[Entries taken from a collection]
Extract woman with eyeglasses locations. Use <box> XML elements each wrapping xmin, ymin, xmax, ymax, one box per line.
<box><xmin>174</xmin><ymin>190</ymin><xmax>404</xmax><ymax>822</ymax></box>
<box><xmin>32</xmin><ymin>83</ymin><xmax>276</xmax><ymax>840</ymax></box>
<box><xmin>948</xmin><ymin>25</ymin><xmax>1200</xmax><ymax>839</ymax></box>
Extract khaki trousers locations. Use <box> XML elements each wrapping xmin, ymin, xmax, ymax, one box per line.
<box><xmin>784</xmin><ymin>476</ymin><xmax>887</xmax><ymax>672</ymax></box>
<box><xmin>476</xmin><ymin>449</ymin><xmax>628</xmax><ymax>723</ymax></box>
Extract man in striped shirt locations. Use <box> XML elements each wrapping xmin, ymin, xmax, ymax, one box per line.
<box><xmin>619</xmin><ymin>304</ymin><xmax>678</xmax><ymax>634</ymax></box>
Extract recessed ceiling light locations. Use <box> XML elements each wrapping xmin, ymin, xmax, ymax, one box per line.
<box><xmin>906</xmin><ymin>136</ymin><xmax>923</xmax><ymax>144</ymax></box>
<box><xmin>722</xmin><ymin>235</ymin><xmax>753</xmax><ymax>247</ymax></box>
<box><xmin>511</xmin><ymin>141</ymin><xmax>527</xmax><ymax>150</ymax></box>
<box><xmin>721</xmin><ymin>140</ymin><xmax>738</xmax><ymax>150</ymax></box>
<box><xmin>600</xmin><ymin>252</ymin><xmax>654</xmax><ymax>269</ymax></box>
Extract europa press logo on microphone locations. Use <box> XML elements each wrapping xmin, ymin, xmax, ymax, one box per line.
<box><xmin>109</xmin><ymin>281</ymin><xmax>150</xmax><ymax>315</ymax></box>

• Instructions for the task: All of the entries above need to be printed again exactly.

• Answer for this exercise:
Extract woman with eyeglasses locations. Use <box> XML elements each wrapping xmin, ymin, xmax, ymax, one box per line.
<box><xmin>174</xmin><ymin>190</ymin><xmax>404</xmax><ymax>822</ymax></box>
<box><xmin>32</xmin><ymin>83</ymin><xmax>276</xmax><ymax>840</ymax></box>
<box><xmin>948</xmin><ymin>25</ymin><xmax>1200</xmax><ymax>839</ymax></box>
Extract khaki trousers locations. Use <box> XML elements each wrapping xmin, ymin, xmax, ymax, one box per line.
<box><xmin>784</xmin><ymin>476</ymin><xmax>887</xmax><ymax>672</ymax></box>
<box><xmin>476</xmin><ymin>449</ymin><xmax>628</xmax><ymax>723</ymax></box>
Extract man in striped shirt locations. Use <box> XML elements each wrapping xmin, ymin, xmax, ymax, one box per line.
<box><xmin>619</xmin><ymin>304</ymin><xmax>678</xmax><ymax>634</ymax></box>
Extract recessed ceiling light locations. Use <box> XML elements each wrapping xmin, ymin, xmax, ymax, one box per line.
<box><xmin>906</xmin><ymin>136</ymin><xmax>923</xmax><ymax>144</ymax></box>
<box><xmin>722</xmin><ymin>235</ymin><xmax>753</xmax><ymax>247</ymax></box>
<box><xmin>511</xmin><ymin>141</ymin><xmax>527</xmax><ymax>150</ymax></box>
<box><xmin>721</xmin><ymin>140</ymin><xmax>738</xmax><ymax>150</ymax></box>
<box><xmin>600</xmin><ymin>252</ymin><xmax>654</xmax><ymax>269</ymax></box>
Extract europa press logo on microphone locations. Use <box> XML elements each wrapping xmin, ymin, xmax, ymax, one box per line.
<box><xmin>109</xmin><ymin>281</ymin><xmax>150</xmax><ymax>315</ymax></box>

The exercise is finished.